***** Excerpted text

I’m delighted to announce that Ken Stibler joins me this week as a finance and economics contributor covering Latin America. Ken is currently pursuing an MPA in International Development and Economic Policy at George Washington University and has a passion for emerging and frontier markets that developed while he was working with the US State Department, the World Bank and others.

As always, feel free to let me know what you think of this newsletter—or anything else that's on your mind. Contact me at dan@frontiermarkets.co to share news ideas and feedback.

Africa

Sudan’s prime minister resigns as political crisis worsens. Sudan’s Prime Minister Abdalla Hamdok resigned late last Sunday, abandoning his weekslong efforts to form a new technocratic government to pull the country out of its economic crisis and a worsening political standoff, the Wall Street Journal’s Nicholas Bariyo reports. Hamdok was head of Sudan’s fragile transitional government following the ouster of long-serving leader Omar al-Bashir in 2019, but was toppled and detained in an October coup.
sudan protests jan 22
Protesters in Khartoum, Sudan, on Sunday. More than 50 people have been killed in clashes in the last few months. Photo: Marwan Ali/AP
Following a deal with military leader General Abdel Fattah al-Burhan, Hamdok was reinstated in November but protest leaders rejected the agreement and have been demanding a full restoration of civilian rule, plunging the country into weeks of protests as inflation soared and food shortages spread.

Hamdok, a former United Nations economist, cited political fragmentation as well as conflicts between civilians and the military over power sharing as the reasons for his resignation.

US terminates AGOA trade preferences for three Africa nations over human-rights violations. The US government this week ejected Ethiopia, Guinea and Mali from the AGOA trade-preference program saying actions by the three countries’ governments violated the membership terms of the program.

“The Biden-Harris Administration is deeply concerned by the unconstitutional change in governments in both Guinea and Mali, and by the gross violations of internationally recognized human rights being perpetrated by the Government of Ethiopia and other parties amid the widening conflict in northern Ethiopia,” the US Trade Representative said in a statement. The move comes “amid ongoing conflict and famine in Ethiopia…and after coups d’état in Guinea and in Mali,” Reuters reported.

The US did leave the door open to the three countries’ rejoining the duty-free pact, though. “Each country has clear benchmarks for a pathway toward reinstatement and the Administration will work with their governments to achieve that objective,” the USTR added.

**********
***** Information

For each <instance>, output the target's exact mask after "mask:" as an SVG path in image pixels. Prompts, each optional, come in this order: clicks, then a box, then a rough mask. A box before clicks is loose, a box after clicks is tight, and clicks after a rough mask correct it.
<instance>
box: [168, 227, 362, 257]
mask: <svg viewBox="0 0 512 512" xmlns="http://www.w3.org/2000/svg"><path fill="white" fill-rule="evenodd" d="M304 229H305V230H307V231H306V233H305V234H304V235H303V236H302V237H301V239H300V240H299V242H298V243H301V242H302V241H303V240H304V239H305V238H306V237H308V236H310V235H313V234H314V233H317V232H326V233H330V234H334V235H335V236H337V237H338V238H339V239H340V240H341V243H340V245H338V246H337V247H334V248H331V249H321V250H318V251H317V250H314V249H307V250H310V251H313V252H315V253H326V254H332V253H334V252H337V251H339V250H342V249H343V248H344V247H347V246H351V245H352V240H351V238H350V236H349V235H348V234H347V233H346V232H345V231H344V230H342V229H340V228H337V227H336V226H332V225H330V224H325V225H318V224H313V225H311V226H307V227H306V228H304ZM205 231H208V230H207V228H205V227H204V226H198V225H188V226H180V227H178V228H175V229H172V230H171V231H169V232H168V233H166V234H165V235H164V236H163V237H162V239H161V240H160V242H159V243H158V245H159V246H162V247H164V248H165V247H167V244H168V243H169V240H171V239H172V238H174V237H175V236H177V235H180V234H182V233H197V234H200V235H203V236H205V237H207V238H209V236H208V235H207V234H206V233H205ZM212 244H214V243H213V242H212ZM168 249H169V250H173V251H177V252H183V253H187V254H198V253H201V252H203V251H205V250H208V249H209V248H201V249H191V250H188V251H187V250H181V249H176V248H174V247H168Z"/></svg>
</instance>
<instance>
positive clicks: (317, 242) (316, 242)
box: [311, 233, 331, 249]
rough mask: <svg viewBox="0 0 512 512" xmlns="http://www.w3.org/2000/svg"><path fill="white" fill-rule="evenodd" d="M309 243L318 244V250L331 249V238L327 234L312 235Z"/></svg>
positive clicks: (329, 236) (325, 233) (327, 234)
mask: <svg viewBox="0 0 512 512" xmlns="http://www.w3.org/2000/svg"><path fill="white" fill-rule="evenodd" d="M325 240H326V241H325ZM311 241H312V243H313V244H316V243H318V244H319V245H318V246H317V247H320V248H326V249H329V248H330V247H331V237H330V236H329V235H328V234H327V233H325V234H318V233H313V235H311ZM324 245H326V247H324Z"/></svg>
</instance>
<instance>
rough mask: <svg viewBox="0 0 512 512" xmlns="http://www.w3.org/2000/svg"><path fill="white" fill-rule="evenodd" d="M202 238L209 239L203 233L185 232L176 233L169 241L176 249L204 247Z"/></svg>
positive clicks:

**********

**Work instructions**
1 > According to the frontier-markets newsletter, why did Abdalla Hamdok resign? Answer in one to three sentences.
2 > Decide whether each statement agrees with the frontier-markets newsletter. Answer yes or no, and quote the words from the newsletter that decide it.
(a) Hamdok was reinstated in November after a deal with General Abdel Fattah al-Burhan.
(b) The US ruled out any return of Ethiopia, Guinea and Mali to the AGOA program.
(c) Ken Stibler will write about Latin America.
3 > Extend the frontier-markets newsletter, starting right after its final sentence.
These entries come from a separate source and are not part of the frontier-markets newsletter.

**Per-task answers**
1 > Hamdok gave political fragmentation as one reason for his resignation. He also cited conflicts between civilians and the military over power sharing.

2 >
(a) Yes: "Following a deal with military leader General Abdel Fattah al-Burhan, Hamdok was reinstated in November"
(b) No: "The US did leave the door open to the three countries’ rejoining the duty-free pact, though."
(c) Yes: "Ken Stibler joins me this week as a finance and economics contributor covering Latin America"

3 >
Asia

US on sidelines as China and other Asia-Pacific nations launch trade pact. China joined US allies including Japan and Australia in a new Asia-Pacific trade agreement this week—with the US watching from the sidelines, Yuka Hiyashi reports in the Wall Street Journal. The new Regional Comprehensive Economic Partnership, or RCEP, will eventually eliminate more than 90% of tariffs on commerce among its 15 member countries, in what economists say will be a boon to trade in the region.
RCEP trade pact graphic
The other member nations of the RCEP are Brunei, Cambodia, Indonesia, Laos, Malaysia, Myanmar, New Zealand, the Philippines, Singapore, South Korea, Thailand and Vietnam.

Sri Lanka’s government seeks to ease pain for poorest as economic crisis intensifies. Sri Lanka’s government this week announced a $1.2 billion package of measures intended to defuse intensifying unrest over sharp rises in prices on the island, India’s Business Standard reports. The economic relief package includes tax cuts, additional pay for government workers, subsidies for farmers whose harvests have been hit by a ban on chemical fertilizer and cash grants for the South Asian nation’s poorest citizens.

Sri Lanka has been suffering an escalating foreign-exchange crisis since the onset of the pandemic, which effectively shuttered the country’s tourism industry. Questions have repeatedly been raised about its ability to service its foreign-denominated loans this year, and finance minister Basil Rajapaksa reportedly plans to ask international bondholders to renegotiate their payment schedules.
sri lanka farmer
A Sri Lankan farmer. Photo: Eranga Jayawardena/AP, via The Guardian
In an in-depth story on Sri Lanka’s economic crisis, The Guardian this week reported that “the situation has got so bad that long queues have formed at the passport office as one in four Sri Lankans, mostly the young and educated, say they want to leave the country.”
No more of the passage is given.